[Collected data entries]
::::::
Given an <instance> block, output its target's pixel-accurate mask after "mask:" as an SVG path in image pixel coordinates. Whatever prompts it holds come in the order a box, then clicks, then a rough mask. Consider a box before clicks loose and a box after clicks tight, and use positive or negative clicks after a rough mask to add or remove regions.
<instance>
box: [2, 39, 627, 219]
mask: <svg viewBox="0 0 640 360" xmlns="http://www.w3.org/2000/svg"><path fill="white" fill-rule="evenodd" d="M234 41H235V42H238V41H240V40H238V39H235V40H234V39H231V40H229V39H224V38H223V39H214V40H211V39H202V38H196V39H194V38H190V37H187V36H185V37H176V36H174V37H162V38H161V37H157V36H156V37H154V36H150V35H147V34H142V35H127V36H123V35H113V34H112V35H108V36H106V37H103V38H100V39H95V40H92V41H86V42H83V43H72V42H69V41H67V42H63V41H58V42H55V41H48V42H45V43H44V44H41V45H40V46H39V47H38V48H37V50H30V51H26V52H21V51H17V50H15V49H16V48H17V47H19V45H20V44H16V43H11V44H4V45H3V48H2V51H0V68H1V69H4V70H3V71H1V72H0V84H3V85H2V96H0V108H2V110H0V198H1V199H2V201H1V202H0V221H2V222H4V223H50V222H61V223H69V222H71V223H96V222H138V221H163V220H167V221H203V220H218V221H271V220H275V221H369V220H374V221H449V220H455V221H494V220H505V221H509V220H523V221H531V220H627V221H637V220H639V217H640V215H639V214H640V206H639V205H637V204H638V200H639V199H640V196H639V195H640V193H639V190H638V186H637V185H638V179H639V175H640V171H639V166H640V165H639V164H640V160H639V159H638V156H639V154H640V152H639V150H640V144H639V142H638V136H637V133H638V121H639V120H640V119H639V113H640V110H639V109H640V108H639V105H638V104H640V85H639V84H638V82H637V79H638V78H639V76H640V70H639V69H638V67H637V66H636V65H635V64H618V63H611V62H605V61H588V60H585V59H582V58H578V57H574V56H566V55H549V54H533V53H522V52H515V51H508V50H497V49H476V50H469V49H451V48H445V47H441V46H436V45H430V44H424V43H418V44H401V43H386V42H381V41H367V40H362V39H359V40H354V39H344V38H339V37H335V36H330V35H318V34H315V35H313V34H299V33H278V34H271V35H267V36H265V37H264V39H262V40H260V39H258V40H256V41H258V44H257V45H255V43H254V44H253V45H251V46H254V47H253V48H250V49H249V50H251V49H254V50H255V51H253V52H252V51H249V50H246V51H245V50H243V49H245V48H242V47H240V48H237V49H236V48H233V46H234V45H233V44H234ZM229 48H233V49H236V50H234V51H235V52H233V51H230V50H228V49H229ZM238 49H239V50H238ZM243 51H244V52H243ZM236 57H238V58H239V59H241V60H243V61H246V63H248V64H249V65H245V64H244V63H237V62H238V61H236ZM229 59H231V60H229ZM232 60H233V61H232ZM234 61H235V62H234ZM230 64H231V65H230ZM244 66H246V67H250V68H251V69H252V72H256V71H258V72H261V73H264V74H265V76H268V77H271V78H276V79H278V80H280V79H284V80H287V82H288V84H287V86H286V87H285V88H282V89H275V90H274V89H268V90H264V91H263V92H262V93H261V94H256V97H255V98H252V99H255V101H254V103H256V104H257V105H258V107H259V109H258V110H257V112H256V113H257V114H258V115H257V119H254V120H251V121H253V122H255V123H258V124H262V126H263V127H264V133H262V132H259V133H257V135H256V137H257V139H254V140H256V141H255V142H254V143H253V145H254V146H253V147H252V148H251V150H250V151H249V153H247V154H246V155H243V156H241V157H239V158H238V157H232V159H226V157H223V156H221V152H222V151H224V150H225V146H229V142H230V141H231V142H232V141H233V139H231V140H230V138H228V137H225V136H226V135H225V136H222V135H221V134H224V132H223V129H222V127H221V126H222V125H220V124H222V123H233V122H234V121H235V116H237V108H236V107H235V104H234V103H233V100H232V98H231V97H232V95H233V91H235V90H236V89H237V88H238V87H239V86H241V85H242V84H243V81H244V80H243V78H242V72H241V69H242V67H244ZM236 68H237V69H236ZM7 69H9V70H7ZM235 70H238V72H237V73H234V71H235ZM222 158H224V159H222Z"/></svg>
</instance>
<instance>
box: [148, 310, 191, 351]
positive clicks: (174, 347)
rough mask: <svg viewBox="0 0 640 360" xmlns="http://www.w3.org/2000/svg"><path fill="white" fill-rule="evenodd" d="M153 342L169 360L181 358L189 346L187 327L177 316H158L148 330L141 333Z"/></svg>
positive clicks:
::::::
Reproduce everything from the start of the rows down to the line containing "box: [2, 39, 627, 219]", switching "pixel-accurate" for "precise" and leaving all else unchanged.

Given an <instance> block, output its target's precise mask after "mask:" as an SVG path in image pixel coordinates. Whatever prompts it holds come in the order a box, then clicks, then a rough mask. Consider a box before clicks loose and a box after clicks tight, and use positive or negative clicks after a rough mask to add or remove regions.
<instance>
box: [2, 39, 627, 219]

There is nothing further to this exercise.